── RECORDS PROVIDED ──

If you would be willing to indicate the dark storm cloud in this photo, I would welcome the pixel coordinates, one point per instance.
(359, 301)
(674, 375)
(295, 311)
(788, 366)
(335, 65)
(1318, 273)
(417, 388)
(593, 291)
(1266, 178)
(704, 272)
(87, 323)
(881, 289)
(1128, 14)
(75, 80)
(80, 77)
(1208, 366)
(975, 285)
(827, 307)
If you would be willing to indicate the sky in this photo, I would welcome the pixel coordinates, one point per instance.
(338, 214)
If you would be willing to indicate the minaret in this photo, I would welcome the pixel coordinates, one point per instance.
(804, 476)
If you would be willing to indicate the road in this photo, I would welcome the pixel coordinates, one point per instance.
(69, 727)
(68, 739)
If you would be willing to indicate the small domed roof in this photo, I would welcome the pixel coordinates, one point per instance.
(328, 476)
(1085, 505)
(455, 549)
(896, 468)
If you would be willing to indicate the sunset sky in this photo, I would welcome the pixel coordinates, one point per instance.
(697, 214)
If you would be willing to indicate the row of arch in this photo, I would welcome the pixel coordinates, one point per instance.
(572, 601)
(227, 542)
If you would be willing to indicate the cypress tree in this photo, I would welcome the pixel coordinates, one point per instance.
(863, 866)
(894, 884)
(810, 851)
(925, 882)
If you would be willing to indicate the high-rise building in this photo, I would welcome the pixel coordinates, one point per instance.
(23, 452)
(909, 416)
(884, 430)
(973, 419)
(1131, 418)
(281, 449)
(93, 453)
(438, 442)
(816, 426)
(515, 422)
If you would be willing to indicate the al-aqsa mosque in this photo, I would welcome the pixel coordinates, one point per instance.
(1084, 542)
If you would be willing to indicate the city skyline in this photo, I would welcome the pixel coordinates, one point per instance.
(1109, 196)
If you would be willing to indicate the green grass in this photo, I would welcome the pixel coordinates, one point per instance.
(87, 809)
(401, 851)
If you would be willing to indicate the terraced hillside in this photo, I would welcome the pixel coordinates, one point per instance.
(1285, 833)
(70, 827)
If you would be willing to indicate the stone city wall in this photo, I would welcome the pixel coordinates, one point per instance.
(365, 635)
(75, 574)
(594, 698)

───

§ CHALLENGE
Change every "willing" in the records to "able" and leave everything else untouched.

§ RESULT OF THIS TASK
If you would be able to indicate the dark storm cloud in this photo, I would welcome the pixel coordinates, one point per instance.
(359, 301)
(674, 375)
(295, 311)
(788, 366)
(335, 65)
(1318, 273)
(417, 388)
(593, 291)
(1266, 178)
(704, 272)
(87, 323)
(881, 289)
(1128, 14)
(75, 80)
(80, 77)
(1208, 366)
(975, 285)
(827, 307)
If you would be able to indicate the sky in this photo, I would welcome the pixel coordinates, one point per instance.
(338, 214)
If you would be able to indicate the minaret in this photo, I would welcome the pixel coordinates, one point per instance.
(804, 476)
If you would be able to indicate the road in this photo, I would welcome the pixel coordinates, one point per instance.
(69, 727)
(68, 739)
If you would be able to indicate the small domed roof in this photo, I would welcome the pixel coordinates, one point per instance.
(328, 476)
(1085, 505)
(455, 549)
(896, 468)
If you would be able to indicate the sunset sky in this photo, I would welcome the pixel coordinates, one point per instance.
(697, 214)
If you would be able to indicate the row of arch in this photo, I would welcome the pixel coordinates, one point per instance.
(572, 601)
(227, 542)
If you would be able to indicate the cypress tree in this photo, I would welcome the pixel coordinates, one point per instance.
(863, 866)
(894, 884)
(810, 851)
(925, 882)
If you would be able to indicate the high-rise building in this photo, I would welcome the pixel coordinates, one point per instance.
(23, 452)
(909, 416)
(884, 430)
(973, 419)
(1131, 418)
(281, 449)
(93, 453)
(438, 442)
(816, 426)
(515, 422)
If you would be able to indicate the al-aqsa mosque in this photo, I would welcome the pixel coordinates, one point per instance.
(1084, 542)
If you would be able to indicate the city skyline in this photo, I would welcome the pixel coordinates, one point per instance.
(1109, 196)
If you would be able to indicate the green grass in this photo, I would welcome the pixel coordinates, one point per instance.
(87, 809)
(401, 851)
If you would be able to indicate the terraced hillside in this photo, I would welcome the pixel coordinates, one point per instance.
(1285, 833)
(70, 827)
If you would be able to indicate the stone city wall in this photo, I would welcome the pixel coordinates, one point per instance.
(365, 635)
(75, 574)
(594, 698)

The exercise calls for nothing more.